* BEGIN RECORDS FOR PROCESSING *
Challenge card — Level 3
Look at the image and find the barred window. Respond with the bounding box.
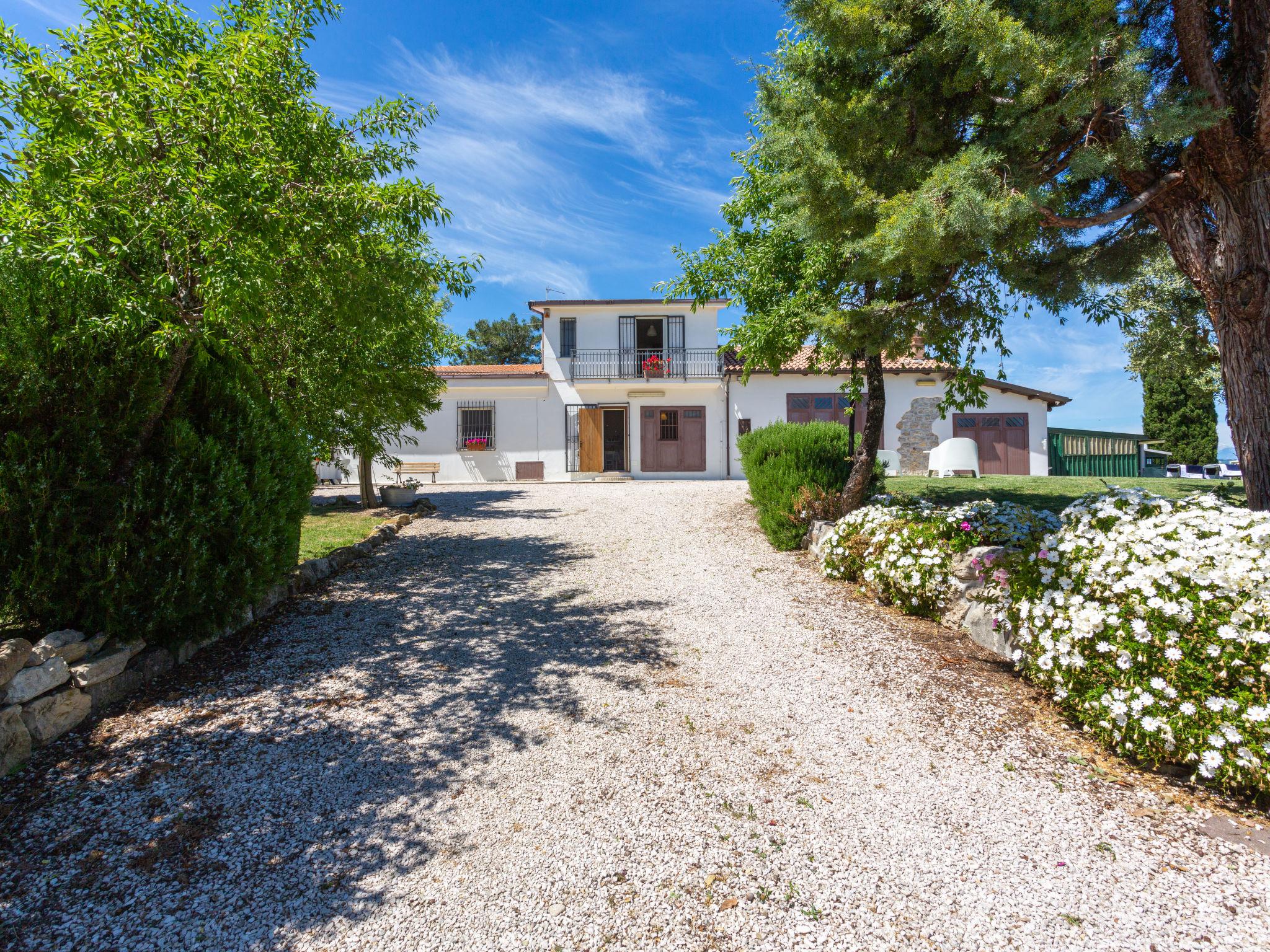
[457,402,494,451]
[560,317,578,356]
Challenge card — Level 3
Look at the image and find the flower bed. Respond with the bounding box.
[820,488,1270,791]
[992,490,1270,791]
[823,496,1059,618]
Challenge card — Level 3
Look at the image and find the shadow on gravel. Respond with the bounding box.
[419,486,565,522]
[0,503,667,952]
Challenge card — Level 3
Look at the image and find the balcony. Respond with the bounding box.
[569,348,722,381]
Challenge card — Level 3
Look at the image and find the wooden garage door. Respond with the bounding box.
[952,414,1031,476]
[785,394,885,448]
[639,406,706,472]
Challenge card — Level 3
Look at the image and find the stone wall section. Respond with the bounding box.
[802,519,1015,661]
[895,397,943,476]
[0,508,435,777]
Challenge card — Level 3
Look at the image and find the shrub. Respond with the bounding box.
[737,423,851,550]
[822,495,1058,618]
[997,490,1270,791]
[0,297,313,643]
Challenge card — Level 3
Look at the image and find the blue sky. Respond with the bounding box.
[0,0,1231,447]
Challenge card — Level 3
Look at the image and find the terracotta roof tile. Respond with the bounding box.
[432,363,546,377]
[724,346,1072,406]
[724,346,943,373]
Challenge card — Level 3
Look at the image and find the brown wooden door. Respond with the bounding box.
[952,414,1031,476]
[578,406,605,472]
[639,406,706,472]
[785,394,885,448]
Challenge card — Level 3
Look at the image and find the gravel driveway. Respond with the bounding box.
[0,482,1270,952]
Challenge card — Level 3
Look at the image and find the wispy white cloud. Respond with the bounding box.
[320,41,737,306]
[8,0,84,27]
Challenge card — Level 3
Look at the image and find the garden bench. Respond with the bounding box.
[393,464,441,482]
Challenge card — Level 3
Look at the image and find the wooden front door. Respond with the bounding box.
[639,406,706,472]
[578,406,605,472]
[952,414,1031,476]
[602,407,626,472]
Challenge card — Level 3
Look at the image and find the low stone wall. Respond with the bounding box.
[804,521,1013,661]
[0,510,435,777]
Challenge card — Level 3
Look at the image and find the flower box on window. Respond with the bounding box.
[644,354,667,379]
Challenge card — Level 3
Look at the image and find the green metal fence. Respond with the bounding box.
[1049,426,1142,476]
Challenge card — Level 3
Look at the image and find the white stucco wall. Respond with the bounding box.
[352,363,1049,482]
[728,373,1049,478]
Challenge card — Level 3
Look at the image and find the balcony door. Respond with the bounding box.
[617,316,686,377]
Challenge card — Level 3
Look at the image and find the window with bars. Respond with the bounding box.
[456,401,494,452]
[560,317,578,356]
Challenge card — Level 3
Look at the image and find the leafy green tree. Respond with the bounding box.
[1119,252,1222,401]
[462,311,542,364]
[1142,362,1217,464]
[674,0,1270,509]
[0,0,479,481]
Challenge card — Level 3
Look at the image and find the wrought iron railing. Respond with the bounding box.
[569,348,722,379]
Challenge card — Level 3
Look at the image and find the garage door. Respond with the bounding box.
[952,414,1031,476]
[639,406,706,472]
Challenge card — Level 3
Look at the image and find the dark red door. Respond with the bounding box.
[640,406,706,472]
[952,414,1031,476]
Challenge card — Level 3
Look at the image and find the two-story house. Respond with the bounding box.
[358,298,1068,482]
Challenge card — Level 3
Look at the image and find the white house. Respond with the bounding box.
[355,298,1068,482]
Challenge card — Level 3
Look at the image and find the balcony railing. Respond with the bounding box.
[569,348,722,379]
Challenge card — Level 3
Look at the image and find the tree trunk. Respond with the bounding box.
[357,447,380,509]
[842,354,887,513]
[1213,289,1270,510]
[1147,171,1270,510]
[112,337,194,486]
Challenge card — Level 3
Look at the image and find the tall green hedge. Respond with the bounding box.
[0,275,313,643]
[737,423,851,550]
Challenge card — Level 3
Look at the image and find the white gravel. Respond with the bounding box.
[0,482,1270,952]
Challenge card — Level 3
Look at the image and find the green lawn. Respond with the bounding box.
[300,505,383,562]
[887,476,1243,513]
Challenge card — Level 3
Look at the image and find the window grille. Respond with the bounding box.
[455,400,494,451]
[560,317,578,356]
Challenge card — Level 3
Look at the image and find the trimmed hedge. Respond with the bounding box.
[737,423,851,550]
[0,275,314,643]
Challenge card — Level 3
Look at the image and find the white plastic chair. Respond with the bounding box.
[926,437,979,478]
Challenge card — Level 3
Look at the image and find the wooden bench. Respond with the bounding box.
[393,464,441,482]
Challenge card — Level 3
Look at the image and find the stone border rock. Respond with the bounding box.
[0,498,437,777]
[802,519,1015,661]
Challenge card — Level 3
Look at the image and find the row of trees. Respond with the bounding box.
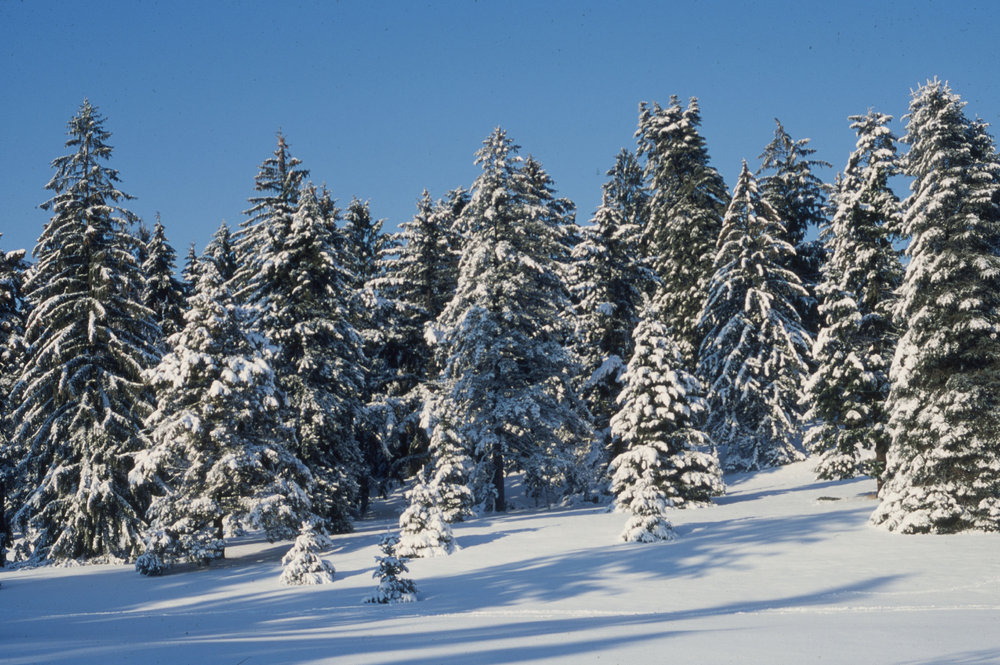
[0,81,1000,567]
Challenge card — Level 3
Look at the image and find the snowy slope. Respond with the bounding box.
[0,462,1000,665]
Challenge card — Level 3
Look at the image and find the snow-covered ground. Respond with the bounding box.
[0,462,1000,665]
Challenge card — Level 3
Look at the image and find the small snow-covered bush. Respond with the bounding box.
[135,552,167,577]
[280,522,336,586]
[398,474,455,559]
[365,533,417,605]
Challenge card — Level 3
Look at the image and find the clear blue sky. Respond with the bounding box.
[0,0,1000,256]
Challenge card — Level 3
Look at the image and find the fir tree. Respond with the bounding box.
[572,150,655,465]
[131,263,313,561]
[142,215,184,337]
[434,128,591,511]
[279,522,337,586]
[0,235,27,556]
[181,243,198,298]
[429,413,475,524]
[200,222,237,284]
[610,298,724,541]
[636,97,729,360]
[368,190,465,488]
[365,534,417,605]
[872,80,1000,533]
[757,118,832,335]
[699,162,810,471]
[257,187,364,532]
[12,101,158,560]
[396,471,455,559]
[805,111,902,479]
[233,132,309,298]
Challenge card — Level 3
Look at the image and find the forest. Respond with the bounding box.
[0,79,1000,576]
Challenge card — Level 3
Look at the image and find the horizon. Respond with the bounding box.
[0,0,1000,255]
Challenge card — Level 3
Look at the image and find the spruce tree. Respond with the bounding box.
[368,190,464,482]
[0,237,28,556]
[279,522,337,586]
[11,101,159,561]
[805,111,903,479]
[757,118,832,335]
[233,132,309,296]
[131,263,313,561]
[365,534,417,605]
[572,149,655,465]
[142,215,184,337]
[872,80,1000,533]
[257,187,364,532]
[636,97,729,368]
[434,128,591,511]
[201,222,237,284]
[698,162,810,471]
[610,304,724,541]
[396,473,455,559]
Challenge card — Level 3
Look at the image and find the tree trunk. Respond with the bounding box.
[493,443,507,513]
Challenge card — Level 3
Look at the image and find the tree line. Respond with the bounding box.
[0,80,1000,572]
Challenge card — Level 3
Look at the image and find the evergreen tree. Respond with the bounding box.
[429,413,475,524]
[611,298,724,541]
[434,128,591,511]
[699,162,810,471]
[234,132,309,294]
[805,111,903,479]
[0,239,27,556]
[572,149,655,466]
[258,187,364,531]
[365,534,417,605]
[368,190,465,482]
[131,263,313,561]
[11,101,159,560]
[872,80,1000,533]
[142,215,184,336]
[757,118,832,335]
[636,97,729,367]
[181,243,198,298]
[0,239,28,426]
[396,473,455,559]
[279,522,337,586]
[200,222,237,284]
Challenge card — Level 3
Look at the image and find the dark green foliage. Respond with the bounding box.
[636,97,729,367]
[805,111,903,479]
[12,101,159,560]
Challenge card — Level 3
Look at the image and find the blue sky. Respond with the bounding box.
[0,0,1000,255]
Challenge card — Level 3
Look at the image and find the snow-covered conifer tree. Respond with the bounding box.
[636,96,729,367]
[255,187,364,532]
[571,149,655,466]
[365,533,417,605]
[396,471,455,559]
[181,243,198,298]
[429,413,475,524]
[698,162,810,471]
[231,132,309,298]
[757,118,832,335]
[279,522,337,586]
[11,101,159,561]
[200,222,237,284]
[368,190,467,488]
[805,111,903,478]
[434,128,592,511]
[610,304,724,541]
[130,262,313,561]
[142,215,184,337]
[871,80,1000,533]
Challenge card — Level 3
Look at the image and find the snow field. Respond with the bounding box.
[0,460,1000,665]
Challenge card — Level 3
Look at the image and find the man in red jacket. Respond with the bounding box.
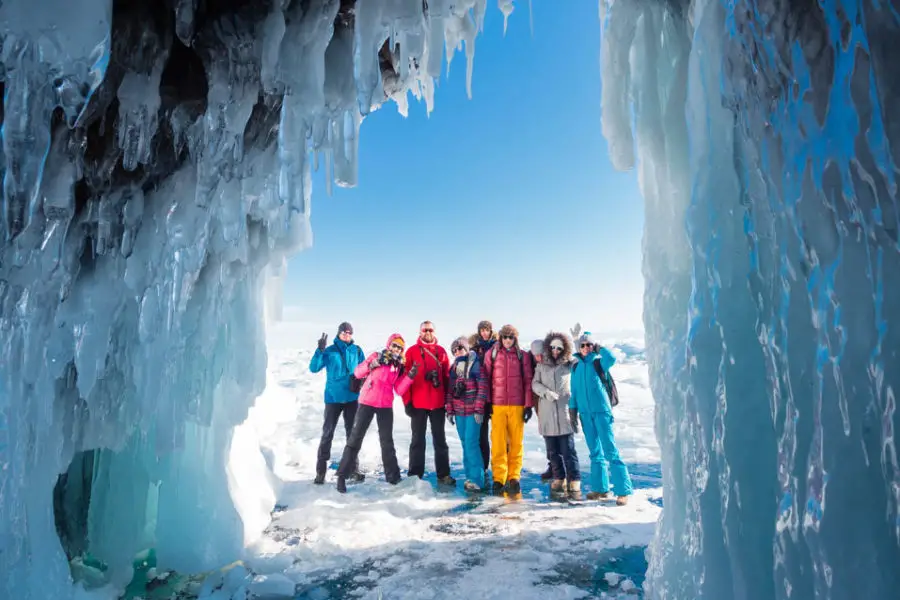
* END RECORDS FOR PROCESSING *
SET PROBLEM
Render the records above as a JSON list of strings, one string per line with blank lines skipped, from the start of the records through the line containing "[823,496,1059,618]". Leave the pictures out.

EXPECTED ANSWER
[
  "Challenge card — Level 3",
  "Look at the image and find the barred window. Respond with the bounding box.",
  "[457,402,494,451]",
  "[560,317,578,356]",
  "Challenge card — Level 3",
  "Look at the image and find the flower bed. Respond with the bounding box.",
  "[820,488,1270,791]",
  "[992,490,1270,791]",
  "[823,496,1059,618]"
]